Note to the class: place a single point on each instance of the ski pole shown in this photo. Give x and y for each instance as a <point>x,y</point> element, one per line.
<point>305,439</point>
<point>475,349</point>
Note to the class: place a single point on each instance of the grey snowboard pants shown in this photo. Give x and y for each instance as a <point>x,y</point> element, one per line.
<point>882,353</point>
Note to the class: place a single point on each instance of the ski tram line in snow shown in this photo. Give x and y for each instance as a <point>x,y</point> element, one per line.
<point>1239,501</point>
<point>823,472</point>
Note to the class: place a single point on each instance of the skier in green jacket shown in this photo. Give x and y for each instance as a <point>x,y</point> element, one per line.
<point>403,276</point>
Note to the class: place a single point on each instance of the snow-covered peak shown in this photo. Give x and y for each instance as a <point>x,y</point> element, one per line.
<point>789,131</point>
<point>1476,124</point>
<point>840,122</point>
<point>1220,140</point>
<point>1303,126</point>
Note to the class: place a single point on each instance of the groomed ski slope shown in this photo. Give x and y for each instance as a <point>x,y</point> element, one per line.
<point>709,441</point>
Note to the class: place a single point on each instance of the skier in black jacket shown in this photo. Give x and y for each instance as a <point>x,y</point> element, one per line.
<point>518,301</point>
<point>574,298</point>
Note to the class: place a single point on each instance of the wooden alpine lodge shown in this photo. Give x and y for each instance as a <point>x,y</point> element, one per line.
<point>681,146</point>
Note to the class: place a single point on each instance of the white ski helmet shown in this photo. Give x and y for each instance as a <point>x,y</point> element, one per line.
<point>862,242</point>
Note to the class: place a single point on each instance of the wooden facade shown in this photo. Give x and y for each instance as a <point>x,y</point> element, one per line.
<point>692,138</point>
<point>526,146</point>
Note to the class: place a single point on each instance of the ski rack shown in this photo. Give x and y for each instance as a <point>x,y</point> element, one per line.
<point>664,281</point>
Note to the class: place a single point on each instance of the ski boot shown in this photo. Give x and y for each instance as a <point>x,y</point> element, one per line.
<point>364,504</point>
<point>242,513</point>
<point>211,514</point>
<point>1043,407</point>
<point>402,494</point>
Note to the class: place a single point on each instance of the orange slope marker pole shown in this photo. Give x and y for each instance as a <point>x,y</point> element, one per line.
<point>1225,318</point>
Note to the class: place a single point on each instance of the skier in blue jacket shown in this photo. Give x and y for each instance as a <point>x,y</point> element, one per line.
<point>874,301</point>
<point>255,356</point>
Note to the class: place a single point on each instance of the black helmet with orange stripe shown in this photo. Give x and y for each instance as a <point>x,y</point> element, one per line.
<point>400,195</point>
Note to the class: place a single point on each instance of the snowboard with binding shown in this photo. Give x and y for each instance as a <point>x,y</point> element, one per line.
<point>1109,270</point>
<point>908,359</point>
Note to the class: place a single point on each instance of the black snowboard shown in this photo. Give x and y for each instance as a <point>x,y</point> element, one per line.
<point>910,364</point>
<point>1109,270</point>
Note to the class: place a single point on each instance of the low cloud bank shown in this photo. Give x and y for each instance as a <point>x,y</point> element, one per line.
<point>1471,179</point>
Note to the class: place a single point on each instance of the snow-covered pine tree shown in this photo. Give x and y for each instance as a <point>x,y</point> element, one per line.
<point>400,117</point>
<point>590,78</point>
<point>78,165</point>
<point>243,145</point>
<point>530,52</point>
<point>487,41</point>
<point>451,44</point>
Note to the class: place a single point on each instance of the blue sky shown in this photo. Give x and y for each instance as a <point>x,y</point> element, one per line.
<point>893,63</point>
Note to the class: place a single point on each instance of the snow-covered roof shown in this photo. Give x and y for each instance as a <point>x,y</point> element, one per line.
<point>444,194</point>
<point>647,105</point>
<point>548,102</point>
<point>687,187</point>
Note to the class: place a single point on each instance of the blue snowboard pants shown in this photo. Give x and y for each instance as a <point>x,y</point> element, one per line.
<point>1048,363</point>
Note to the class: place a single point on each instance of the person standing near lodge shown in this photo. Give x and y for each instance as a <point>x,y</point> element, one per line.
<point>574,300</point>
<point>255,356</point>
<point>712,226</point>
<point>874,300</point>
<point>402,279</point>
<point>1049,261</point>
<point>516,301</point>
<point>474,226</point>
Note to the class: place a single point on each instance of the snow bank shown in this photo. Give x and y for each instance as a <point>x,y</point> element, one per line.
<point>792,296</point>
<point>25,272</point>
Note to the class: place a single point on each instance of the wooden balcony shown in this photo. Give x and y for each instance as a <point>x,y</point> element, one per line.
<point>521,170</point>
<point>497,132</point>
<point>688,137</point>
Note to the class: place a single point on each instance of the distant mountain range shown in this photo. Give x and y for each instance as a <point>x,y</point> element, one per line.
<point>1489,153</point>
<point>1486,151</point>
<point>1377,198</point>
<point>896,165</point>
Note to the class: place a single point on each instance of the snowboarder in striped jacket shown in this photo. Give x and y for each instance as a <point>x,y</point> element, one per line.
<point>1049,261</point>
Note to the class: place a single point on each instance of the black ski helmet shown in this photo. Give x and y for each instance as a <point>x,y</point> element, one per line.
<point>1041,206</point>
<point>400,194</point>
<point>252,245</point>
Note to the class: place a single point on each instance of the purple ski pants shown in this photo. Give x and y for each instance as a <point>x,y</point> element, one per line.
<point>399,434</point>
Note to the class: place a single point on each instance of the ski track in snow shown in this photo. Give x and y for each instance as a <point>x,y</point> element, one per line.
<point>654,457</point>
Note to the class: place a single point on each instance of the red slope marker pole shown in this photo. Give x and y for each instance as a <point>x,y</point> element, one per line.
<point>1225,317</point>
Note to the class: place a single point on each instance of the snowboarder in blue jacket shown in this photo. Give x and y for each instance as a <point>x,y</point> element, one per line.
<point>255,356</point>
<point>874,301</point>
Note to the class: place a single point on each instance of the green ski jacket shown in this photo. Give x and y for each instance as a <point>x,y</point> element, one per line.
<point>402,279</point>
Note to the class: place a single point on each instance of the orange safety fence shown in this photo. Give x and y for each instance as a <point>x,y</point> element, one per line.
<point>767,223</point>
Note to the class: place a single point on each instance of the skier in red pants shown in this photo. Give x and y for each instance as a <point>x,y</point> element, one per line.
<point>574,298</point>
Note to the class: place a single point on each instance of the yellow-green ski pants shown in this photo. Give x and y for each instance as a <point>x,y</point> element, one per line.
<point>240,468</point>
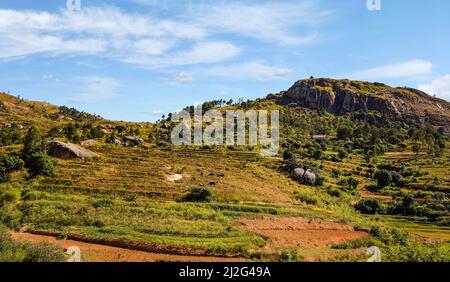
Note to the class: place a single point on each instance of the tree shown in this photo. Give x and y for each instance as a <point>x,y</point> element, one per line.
<point>370,206</point>
<point>344,132</point>
<point>9,164</point>
<point>198,194</point>
<point>33,142</point>
<point>383,177</point>
<point>40,164</point>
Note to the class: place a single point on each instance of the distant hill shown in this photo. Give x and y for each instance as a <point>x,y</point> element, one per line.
<point>343,96</point>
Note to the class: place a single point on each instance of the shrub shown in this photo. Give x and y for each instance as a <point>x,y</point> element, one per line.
<point>9,164</point>
<point>383,178</point>
<point>336,173</point>
<point>306,198</point>
<point>370,206</point>
<point>416,252</point>
<point>198,194</point>
<point>11,251</point>
<point>391,236</point>
<point>43,252</point>
<point>40,164</point>
<point>33,142</point>
<point>103,203</point>
<point>356,244</point>
<point>344,132</point>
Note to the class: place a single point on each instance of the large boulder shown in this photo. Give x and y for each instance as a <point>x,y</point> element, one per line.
<point>305,176</point>
<point>133,141</point>
<point>88,143</point>
<point>345,96</point>
<point>63,150</point>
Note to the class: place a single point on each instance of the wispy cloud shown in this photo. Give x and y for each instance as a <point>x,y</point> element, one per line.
<point>50,77</point>
<point>252,70</point>
<point>410,69</point>
<point>276,22</point>
<point>439,87</point>
<point>96,89</point>
<point>194,36</point>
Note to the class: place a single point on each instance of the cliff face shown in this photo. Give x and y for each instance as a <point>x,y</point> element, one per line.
<point>343,96</point>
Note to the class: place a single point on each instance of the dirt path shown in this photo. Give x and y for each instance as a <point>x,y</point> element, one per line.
<point>102,253</point>
<point>300,232</point>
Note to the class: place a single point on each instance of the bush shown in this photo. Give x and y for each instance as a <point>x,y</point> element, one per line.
<point>336,173</point>
<point>383,178</point>
<point>416,252</point>
<point>356,244</point>
<point>40,164</point>
<point>33,142</point>
<point>103,203</point>
<point>198,194</point>
<point>9,197</point>
<point>9,164</point>
<point>306,198</point>
<point>371,206</point>
<point>12,251</point>
<point>43,252</point>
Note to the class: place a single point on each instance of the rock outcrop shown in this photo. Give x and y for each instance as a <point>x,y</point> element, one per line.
<point>300,174</point>
<point>63,150</point>
<point>133,141</point>
<point>343,96</point>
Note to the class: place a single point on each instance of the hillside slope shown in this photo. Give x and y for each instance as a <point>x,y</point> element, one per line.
<point>344,96</point>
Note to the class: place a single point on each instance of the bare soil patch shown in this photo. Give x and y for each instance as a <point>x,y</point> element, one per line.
<point>302,233</point>
<point>101,253</point>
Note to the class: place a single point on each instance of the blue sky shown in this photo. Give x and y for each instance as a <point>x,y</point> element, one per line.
<point>137,59</point>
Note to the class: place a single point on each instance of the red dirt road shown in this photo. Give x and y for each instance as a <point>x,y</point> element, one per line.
<point>102,253</point>
<point>300,232</point>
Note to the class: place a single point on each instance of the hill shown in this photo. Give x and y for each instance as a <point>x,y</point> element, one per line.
<point>345,96</point>
<point>379,180</point>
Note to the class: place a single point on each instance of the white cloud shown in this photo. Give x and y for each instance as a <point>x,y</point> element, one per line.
<point>97,89</point>
<point>439,87</point>
<point>184,77</point>
<point>253,70</point>
<point>50,77</point>
<point>187,36</point>
<point>272,22</point>
<point>409,69</point>
<point>201,53</point>
<point>107,32</point>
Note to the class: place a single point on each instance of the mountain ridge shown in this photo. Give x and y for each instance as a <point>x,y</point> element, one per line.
<point>341,96</point>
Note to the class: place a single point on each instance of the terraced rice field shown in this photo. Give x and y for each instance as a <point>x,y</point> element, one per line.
<point>234,176</point>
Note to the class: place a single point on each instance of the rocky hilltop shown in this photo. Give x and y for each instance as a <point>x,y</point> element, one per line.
<point>343,96</point>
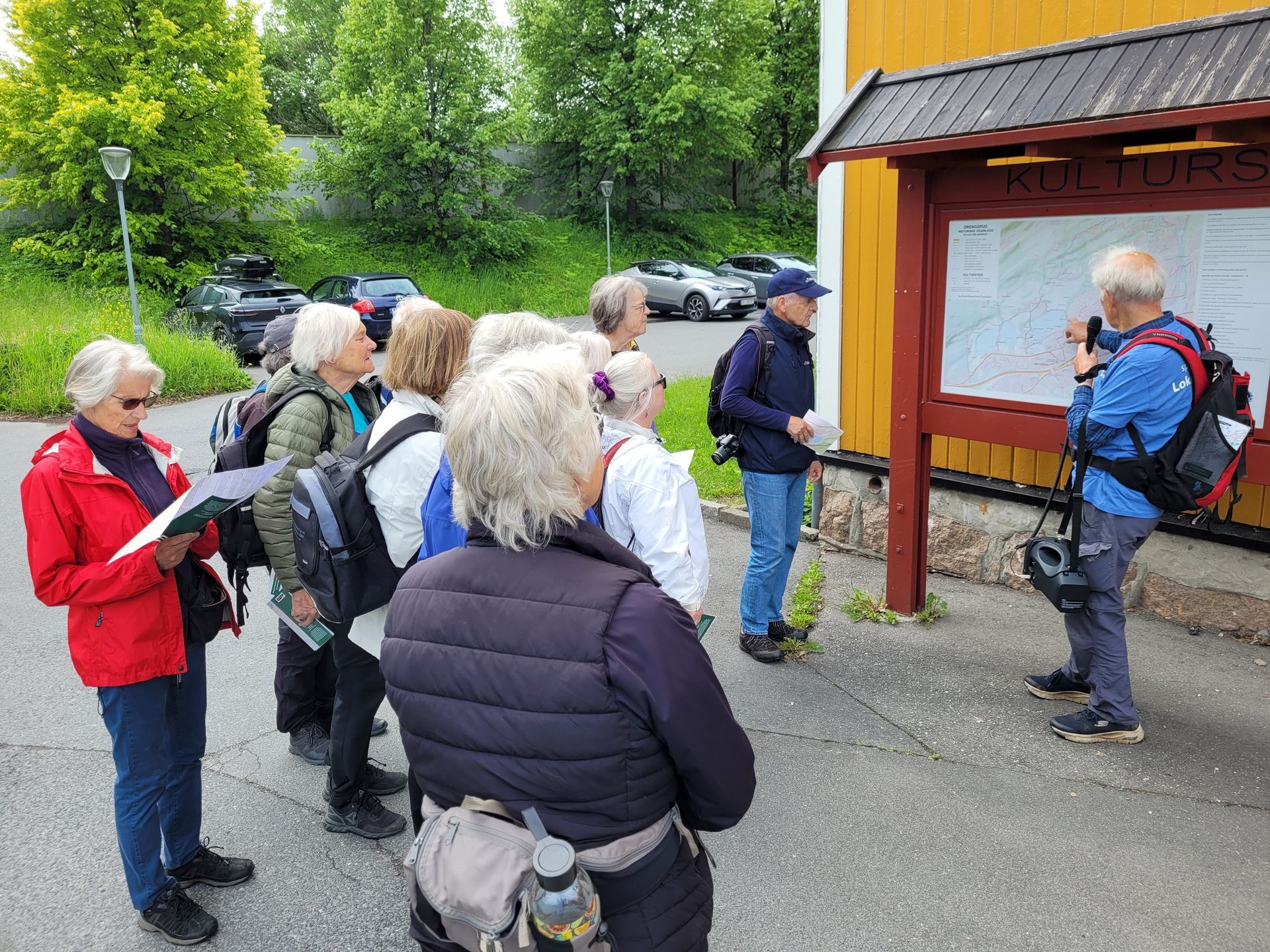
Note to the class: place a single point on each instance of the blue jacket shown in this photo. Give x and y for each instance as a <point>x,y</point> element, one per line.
<point>566,680</point>
<point>440,531</point>
<point>765,444</point>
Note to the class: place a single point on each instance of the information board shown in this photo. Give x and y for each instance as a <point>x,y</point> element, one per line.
<point>1013,284</point>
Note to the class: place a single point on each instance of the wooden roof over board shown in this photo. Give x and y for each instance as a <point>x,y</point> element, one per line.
<point>1198,80</point>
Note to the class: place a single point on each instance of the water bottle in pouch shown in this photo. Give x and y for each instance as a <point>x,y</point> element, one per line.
<point>563,900</point>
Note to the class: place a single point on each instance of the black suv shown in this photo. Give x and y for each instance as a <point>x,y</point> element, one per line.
<point>235,310</point>
<point>372,295</point>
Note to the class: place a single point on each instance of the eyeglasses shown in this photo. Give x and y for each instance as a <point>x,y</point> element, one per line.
<point>134,403</point>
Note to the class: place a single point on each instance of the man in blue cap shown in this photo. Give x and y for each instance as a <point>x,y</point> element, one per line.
<point>774,457</point>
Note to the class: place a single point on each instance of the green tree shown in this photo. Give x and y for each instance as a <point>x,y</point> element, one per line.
<point>178,81</point>
<point>786,117</point>
<point>421,118</point>
<point>657,95</point>
<point>299,48</point>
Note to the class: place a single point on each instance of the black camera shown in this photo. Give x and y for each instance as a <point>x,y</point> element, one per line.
<point>726,448</point>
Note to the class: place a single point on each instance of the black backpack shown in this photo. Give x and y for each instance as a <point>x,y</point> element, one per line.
<point>1203,459</point>
<point>240,542</point>
<point>341,555</point>
<point>716,419</point>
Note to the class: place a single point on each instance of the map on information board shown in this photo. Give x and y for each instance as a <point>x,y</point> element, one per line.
<point>1013,284</point>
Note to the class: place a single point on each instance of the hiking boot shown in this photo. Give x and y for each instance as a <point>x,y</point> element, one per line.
<point>376,781</point>
<point>366,816</point>
<point>1087,728</point>
<point>312,743</point>
<point>212,869</point>
<point>179,920</point>
<point>1057,687</point>
<point>761,648</point>
<point>781,630</point>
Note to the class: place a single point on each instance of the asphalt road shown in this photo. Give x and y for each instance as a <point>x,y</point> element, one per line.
<point>910,793</point>
<point>677,346</point>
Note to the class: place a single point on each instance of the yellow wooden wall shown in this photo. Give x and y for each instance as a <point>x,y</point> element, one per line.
<point>900,34</point>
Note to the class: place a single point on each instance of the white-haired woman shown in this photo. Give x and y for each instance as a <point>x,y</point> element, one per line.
<point>138,625</point>
<point>327,698</point>
<point>651,503</point>
<point>619,309</point>
<point>493,337</point>
<point>541,666</point>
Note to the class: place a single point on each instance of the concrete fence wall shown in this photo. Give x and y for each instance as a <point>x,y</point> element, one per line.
<point>1202,583</point>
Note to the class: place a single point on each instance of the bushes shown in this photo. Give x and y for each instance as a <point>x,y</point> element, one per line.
<point>45,323</point>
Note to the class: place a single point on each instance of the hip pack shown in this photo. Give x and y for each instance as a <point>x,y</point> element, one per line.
<point>474,866</point>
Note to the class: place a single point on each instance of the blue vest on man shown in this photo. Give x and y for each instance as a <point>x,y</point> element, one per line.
<point>789,391</point>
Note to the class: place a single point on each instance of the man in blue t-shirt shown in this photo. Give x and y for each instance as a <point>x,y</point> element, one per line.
<point>1150,387</point>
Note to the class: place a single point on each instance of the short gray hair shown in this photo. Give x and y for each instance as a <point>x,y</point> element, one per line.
<point>595,349</point>
<point>520,436</point>
<point>323,331</point>
<point>632,376</point>
<point>97,370</point>
<point>1129,274</point>
<point>498,334</point>
<point>610,301</point>
<point>409,306</point>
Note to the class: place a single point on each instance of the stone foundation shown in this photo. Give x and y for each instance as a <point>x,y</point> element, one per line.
<point>1197,582</point>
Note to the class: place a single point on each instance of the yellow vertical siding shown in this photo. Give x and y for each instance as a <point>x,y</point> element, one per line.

> _What you will do_:
Write out the lines of the listing from the one with "of the short" to the very end, inclusive, exactly as they appear and with nothing added.

> _Task response_:
Note to the class: place a single point on each instance of the short gray hair shown in this photo. Give x and y for each instance as a <point>x,y</point> element, one per line.
<point>595,349</point>
<point>520,436</point>
<point>323,331</point>
<point>632,376</point>
<point>97,370</point>
<point>1129,274</point>
<point>498,334</point>
<point>610,301</point>
<point>409,306</point>
Note to the class: place a single point on each instance of the stone foundation shown in this photo. Give x and y for each instance as a <point>x,y</point> element, one per line.
<point>1197,582</point>
Note to the class: place a single point on each instance of the yellow vertical siding shown in this photo. Give x and y for each instance as a <point>x,y</point> element, one per line.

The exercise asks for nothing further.